■ **Explore the material**:
(A) In two sentences, summarize the article on Burro Schmidt's tunnel that appears below.
(B) Answer these questions from the article on Burro Schmidt's tunnel below:
(i) What illness was Schmidt diagnosed with in 1906?
(ii) What was Schmidt's shack insulated with?
(iii) What position does David Lee Ayres hold?

Mohave Man's Tunnel to Nowhere
L A S T C H A N C E C A N Y O N, Calif., Feb. 8 -- It may not look like much, just a tunnel through a remote mountain in the Mojave Desert. After all, it goes nowhere, connects to nothing. People who visit invariably ask the same question: "Why?"
Why would anybody do that," asked tourist David Lawrence, who had just completed a walk through the tunnel. "Just dig and dig and dig most of their life?"
He's talking about William "Burro" Schmidt, the man who dug this tunnel.
Diagnosed with tuberculosis in 1906, Schmidt moved to the desert for his health. He was told he didn't have long to live, under the best of circumstances.
Then he began digging, one foot at a time, until he had created a tunnel a half-mile long.
It took him 38 years.
His Life's Work
"It was just a great accomplishment for one man," says Elva Younkin, curator of a museum in the Mojave Desert that chronicles Schmidt's life. "He did it all by himself. And I think he was proud of that."
He did the work by himself, along with two burros and a rail car to haul out the stone. He toiled on a very tight budget, supported by occasional prospecting jobs he found in the area.
"It cost money for the fuse and dynamite," says Younkin. "So he used very short fuses and then ran like … to get out of the way."
Schmidt lived alone in a rundown shack insulated with newspapers. But he was no hermit; the other so-called "desert rats" who lived in Last Chance Canyon came to find Schmidt's obsession with the cave endearing, even understandable.
Which gets back to the central question of "why?"
What Drove Him to Dig?
There are actually several theories.
"Burro did it for a shortcut. That's all he would ever say when he was asked for an answer," says site caretaker David Lee Ayres.
But if Schmidt had intended the tunnel as a shortcut for hauling ore down the mountain, the plan had a few holes in it. There was never a plan for a railroad siding on the other side of the mountain, which would have been necessary for such a plan to work.

■ **Records**:
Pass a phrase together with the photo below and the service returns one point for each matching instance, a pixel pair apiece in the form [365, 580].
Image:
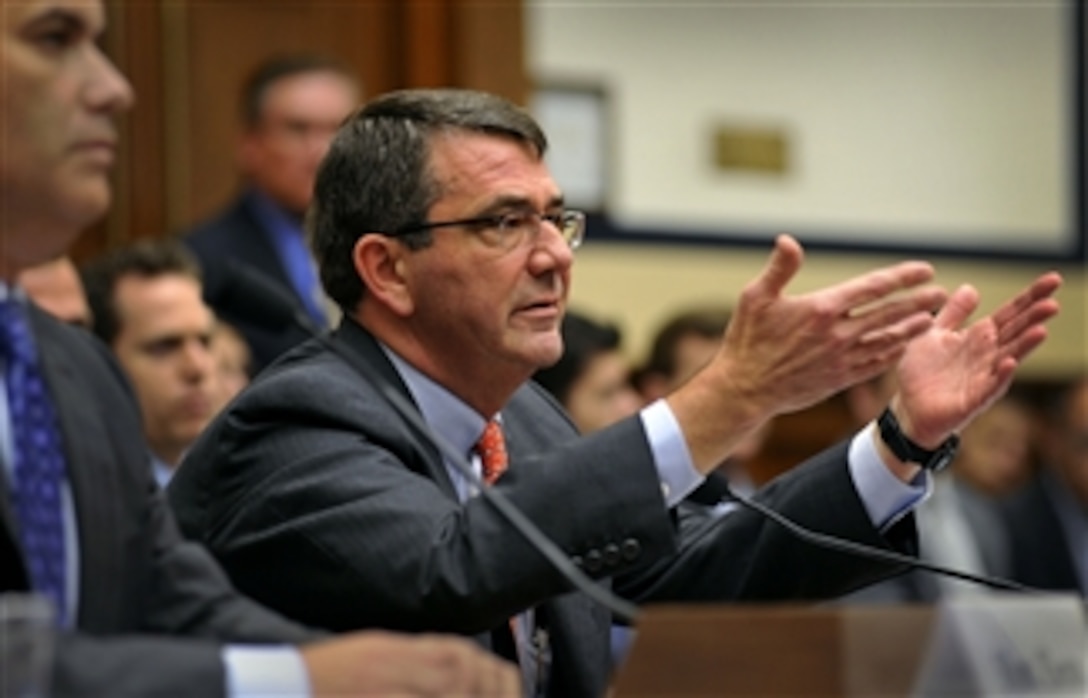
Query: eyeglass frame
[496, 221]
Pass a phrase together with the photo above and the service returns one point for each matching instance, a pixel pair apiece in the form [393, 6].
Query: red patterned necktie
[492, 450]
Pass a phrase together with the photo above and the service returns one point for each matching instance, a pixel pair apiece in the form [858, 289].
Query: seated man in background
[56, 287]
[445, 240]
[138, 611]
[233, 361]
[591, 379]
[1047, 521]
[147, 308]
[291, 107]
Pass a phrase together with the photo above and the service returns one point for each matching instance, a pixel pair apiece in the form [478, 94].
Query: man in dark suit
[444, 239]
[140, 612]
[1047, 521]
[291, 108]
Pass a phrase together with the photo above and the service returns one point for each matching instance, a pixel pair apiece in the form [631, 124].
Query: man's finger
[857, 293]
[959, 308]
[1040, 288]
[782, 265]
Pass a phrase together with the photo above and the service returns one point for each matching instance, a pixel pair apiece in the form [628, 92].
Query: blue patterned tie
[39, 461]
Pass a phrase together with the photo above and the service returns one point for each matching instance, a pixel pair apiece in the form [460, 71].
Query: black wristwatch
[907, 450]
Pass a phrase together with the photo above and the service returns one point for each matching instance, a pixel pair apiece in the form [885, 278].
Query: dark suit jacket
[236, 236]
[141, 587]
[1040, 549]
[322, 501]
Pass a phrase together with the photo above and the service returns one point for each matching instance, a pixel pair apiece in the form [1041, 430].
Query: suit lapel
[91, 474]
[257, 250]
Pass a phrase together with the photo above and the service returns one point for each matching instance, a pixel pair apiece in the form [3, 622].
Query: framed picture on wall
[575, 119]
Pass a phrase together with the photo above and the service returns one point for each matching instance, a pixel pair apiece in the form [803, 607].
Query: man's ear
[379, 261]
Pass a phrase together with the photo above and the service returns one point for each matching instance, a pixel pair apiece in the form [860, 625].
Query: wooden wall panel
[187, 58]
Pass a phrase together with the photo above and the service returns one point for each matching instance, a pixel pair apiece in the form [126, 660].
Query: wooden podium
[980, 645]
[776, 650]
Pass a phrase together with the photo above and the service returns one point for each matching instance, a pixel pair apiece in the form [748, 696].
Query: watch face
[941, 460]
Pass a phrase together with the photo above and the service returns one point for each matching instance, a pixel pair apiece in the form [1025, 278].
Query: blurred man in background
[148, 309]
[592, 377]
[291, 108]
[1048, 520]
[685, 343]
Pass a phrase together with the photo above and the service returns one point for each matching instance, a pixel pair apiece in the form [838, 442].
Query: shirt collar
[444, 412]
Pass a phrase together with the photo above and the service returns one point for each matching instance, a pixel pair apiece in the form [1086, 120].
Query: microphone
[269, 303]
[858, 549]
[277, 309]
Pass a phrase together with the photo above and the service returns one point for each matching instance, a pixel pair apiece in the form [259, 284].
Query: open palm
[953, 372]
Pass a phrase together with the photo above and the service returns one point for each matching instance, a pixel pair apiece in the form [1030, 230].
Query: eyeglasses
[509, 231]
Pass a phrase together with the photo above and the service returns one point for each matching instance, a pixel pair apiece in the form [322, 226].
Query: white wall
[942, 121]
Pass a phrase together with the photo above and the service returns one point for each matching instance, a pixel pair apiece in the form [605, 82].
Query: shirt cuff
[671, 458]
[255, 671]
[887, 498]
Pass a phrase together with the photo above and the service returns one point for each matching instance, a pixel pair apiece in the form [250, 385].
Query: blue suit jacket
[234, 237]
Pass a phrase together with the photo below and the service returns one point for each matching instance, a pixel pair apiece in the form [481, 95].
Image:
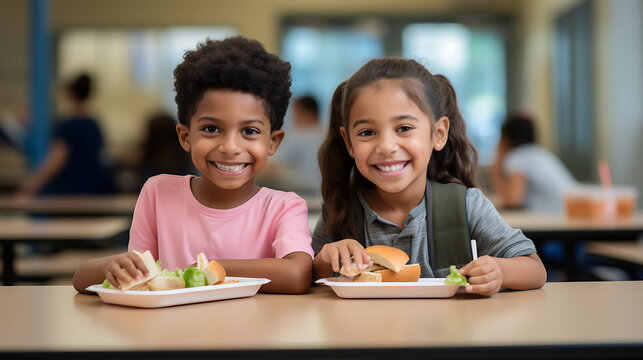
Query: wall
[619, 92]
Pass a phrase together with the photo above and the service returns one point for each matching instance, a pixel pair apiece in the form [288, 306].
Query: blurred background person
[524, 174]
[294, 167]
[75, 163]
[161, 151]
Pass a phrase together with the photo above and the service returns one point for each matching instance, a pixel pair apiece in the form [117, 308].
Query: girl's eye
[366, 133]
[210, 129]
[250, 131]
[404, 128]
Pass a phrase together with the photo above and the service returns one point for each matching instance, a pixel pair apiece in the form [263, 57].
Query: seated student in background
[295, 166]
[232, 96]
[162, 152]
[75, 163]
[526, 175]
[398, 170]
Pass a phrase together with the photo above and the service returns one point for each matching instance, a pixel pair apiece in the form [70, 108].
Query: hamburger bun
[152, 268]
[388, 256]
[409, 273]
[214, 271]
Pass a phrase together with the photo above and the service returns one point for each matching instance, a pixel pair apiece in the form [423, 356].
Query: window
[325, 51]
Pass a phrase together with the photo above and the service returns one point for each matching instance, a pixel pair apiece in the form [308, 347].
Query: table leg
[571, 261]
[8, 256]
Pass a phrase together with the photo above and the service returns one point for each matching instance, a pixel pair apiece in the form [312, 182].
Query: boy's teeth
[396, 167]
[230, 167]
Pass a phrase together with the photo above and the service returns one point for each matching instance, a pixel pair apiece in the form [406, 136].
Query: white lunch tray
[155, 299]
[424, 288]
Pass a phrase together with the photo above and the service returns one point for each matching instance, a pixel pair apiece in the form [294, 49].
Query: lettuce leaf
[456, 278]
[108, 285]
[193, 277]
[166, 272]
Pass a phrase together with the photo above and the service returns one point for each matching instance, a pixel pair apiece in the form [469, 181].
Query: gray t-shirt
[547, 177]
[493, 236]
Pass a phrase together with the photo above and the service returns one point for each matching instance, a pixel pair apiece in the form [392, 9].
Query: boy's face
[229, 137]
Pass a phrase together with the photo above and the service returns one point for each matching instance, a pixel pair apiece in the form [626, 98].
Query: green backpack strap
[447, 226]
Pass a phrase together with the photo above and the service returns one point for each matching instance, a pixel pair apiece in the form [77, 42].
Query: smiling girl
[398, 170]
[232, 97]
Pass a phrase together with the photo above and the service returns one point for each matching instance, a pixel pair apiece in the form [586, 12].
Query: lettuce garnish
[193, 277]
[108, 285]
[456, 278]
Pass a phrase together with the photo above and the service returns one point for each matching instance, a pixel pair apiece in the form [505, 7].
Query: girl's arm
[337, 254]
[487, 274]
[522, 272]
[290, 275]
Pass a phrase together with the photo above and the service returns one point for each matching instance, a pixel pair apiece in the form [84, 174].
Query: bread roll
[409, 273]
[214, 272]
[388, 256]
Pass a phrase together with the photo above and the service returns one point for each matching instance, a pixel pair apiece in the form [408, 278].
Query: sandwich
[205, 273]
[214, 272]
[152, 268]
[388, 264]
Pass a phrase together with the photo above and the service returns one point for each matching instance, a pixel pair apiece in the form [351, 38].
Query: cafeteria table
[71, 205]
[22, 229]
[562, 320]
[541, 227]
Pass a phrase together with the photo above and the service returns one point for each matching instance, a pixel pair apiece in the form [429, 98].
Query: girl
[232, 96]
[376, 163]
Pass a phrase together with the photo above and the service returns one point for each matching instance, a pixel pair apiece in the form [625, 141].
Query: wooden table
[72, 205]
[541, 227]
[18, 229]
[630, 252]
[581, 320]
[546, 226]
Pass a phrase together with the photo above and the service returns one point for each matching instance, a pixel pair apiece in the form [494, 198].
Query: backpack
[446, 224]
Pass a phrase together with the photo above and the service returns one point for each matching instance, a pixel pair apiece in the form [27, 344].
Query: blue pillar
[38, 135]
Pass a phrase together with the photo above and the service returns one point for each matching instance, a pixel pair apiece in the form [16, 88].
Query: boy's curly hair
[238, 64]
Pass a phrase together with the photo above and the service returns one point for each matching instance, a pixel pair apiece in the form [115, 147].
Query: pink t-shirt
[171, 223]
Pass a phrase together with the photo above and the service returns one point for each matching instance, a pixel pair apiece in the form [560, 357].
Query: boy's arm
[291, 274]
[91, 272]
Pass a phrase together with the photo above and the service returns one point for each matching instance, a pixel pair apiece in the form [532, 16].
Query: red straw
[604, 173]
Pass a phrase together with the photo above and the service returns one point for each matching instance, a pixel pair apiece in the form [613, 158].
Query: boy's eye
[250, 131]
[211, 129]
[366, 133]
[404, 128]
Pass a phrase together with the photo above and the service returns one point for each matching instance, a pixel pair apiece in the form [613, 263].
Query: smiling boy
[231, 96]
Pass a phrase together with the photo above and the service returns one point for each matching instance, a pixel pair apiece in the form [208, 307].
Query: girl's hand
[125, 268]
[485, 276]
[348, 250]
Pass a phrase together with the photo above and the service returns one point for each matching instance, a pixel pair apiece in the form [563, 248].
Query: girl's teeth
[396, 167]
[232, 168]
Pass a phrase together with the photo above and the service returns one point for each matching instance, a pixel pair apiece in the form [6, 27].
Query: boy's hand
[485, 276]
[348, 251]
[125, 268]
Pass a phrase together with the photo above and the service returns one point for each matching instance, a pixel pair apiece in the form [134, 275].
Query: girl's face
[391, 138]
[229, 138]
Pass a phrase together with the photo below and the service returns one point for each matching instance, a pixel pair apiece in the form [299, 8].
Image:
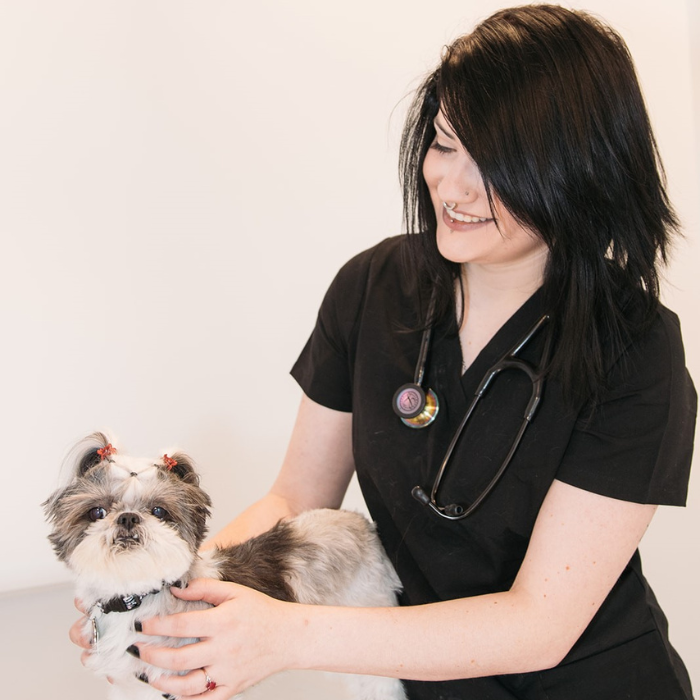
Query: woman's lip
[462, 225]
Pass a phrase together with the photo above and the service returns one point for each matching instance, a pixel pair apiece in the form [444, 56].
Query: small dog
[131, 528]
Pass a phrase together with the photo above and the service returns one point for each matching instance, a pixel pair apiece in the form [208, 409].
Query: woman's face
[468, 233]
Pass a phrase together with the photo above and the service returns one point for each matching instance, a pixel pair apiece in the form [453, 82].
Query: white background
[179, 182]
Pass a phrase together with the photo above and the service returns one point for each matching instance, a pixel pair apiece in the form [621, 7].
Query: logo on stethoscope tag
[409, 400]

■ **Written answers**:
(A) After being diagnosed with tuberculosis in 1906, William "Burro" Schmidt moved to the Mojave Desert and spent 38 years digging a half-mile tunnel that goes nowhere. He worked with only two burros and a rail car on a very tight budget, and although he always said the tunnel was a shortcut, no railroad siding was ever planned on the far side of the mountain, which such a plan would have needed.

(B)
(i) Tuberculosis
(ii) Newspapers
(iii) He is the site caretaker.